> Try it:
From the line containing "Q: Identify a point on each instance of the stone masonry" through the last line of the records below, output every line exactly as it appears, but leave out the pictures.

Natural language region descriptions:
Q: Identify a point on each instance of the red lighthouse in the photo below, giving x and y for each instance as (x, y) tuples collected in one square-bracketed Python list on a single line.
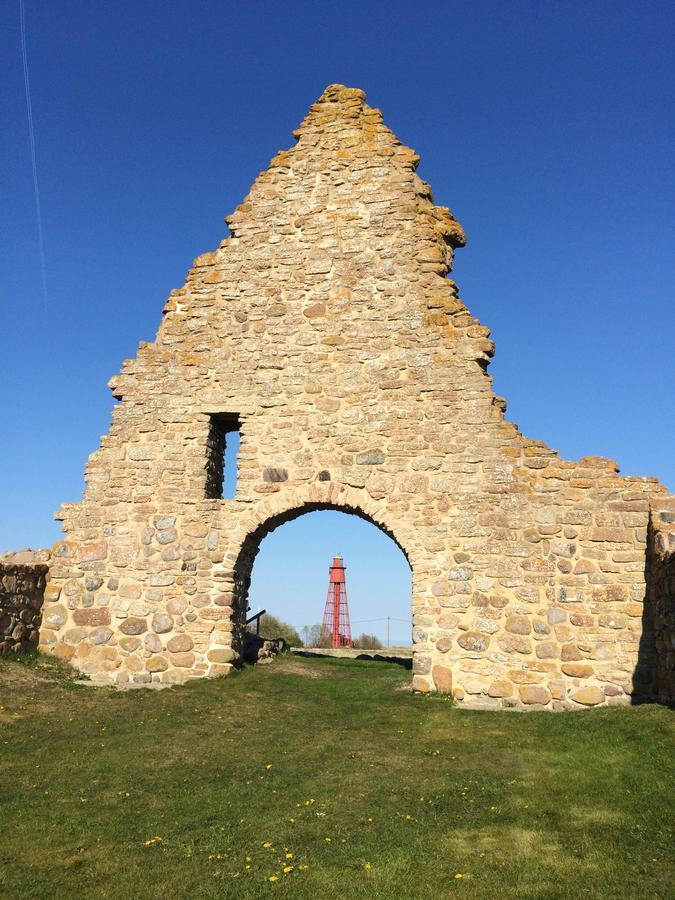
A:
[(336, 614)]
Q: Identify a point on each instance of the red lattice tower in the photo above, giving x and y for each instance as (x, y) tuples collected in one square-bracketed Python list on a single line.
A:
[(336, 614)]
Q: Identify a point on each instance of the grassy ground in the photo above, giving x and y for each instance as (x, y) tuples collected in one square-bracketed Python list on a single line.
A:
[(330, 769)]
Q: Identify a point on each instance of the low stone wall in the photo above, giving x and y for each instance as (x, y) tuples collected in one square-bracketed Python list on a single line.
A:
[(661, 594), (22, 587)]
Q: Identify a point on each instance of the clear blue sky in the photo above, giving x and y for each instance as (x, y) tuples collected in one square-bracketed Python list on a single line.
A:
[(545, 126)]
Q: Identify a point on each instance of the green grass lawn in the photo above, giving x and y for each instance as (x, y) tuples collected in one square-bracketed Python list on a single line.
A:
[(330, 769)]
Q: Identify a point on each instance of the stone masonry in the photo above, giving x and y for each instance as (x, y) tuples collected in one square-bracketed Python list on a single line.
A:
[(325, 328), (23, 577)]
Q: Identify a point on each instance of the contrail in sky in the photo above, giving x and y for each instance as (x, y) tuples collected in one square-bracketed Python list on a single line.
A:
[(31, 130)]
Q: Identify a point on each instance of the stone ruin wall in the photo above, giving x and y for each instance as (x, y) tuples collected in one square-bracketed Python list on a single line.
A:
[(326, 326), (22, 584)]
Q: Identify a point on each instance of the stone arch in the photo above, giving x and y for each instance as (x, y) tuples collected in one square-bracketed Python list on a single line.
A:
[(278, 511)]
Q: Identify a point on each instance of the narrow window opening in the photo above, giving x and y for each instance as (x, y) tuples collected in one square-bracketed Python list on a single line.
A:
[(221, 456)]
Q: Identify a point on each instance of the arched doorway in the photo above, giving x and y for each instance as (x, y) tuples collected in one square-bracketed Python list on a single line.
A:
[(292, 552)]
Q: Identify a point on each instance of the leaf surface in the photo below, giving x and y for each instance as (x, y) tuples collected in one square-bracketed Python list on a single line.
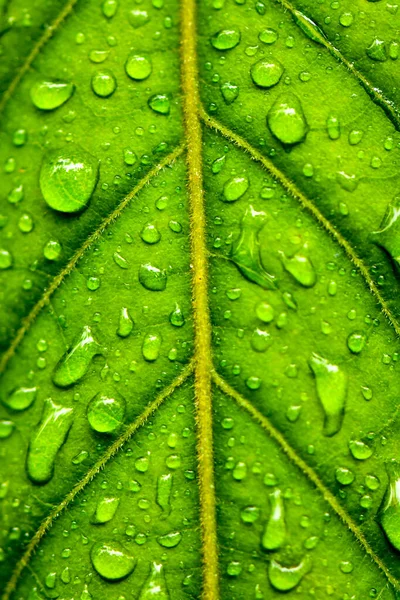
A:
[(199, 300)]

> Answer box:
Q: Identify a point on each instance of the stone masonry in the photo above, giving x and y for each instance as (x, y) tuples collected in one square-bracketed Python list on a single line.
A:
[(325, 328), (23, 577)]
Q: Identify a point on each instance of the contrail in sky in the photo above, giving x and y for each instance as (x, y) tuples collected in one square-bracketed Python list on a single line.
A:
[(31, 130)]
Q: Identify a point on each instance of the stone ruin wall in the photo above, giving x and y for each instance as (x, y) tuples collected in one square-bracketed Python list on a single line.
A:
[(326, 326), (22, 584)]
Q: Identify a point on each instance of the stone arch in the photo above, giving x and y for each instance as (x, y) tuples collected in one square-bracketed Python list on a single line.
A:
[(278, 511)]
Q: Identify a point on each instance of the narrow window opening in the photo above, giving x and y for each instance as (x, y) tuples collected in one square-bracketed Python list on a single line.
A:
[(221, 456)]
Q: Identify a point on each instance of the arched doorway in the photo above, giving x and y for each instance as (x, y) tuples collected in one square-bracketed Python list on a single line.
A:
[(292, 552)]
Q: Identify a point on each instance of the leaf surface in the photo below, giving x and y for each instance as (x, y) tuples collected in one square-bracketed Python list on a single line.
A:
[(199, 300)]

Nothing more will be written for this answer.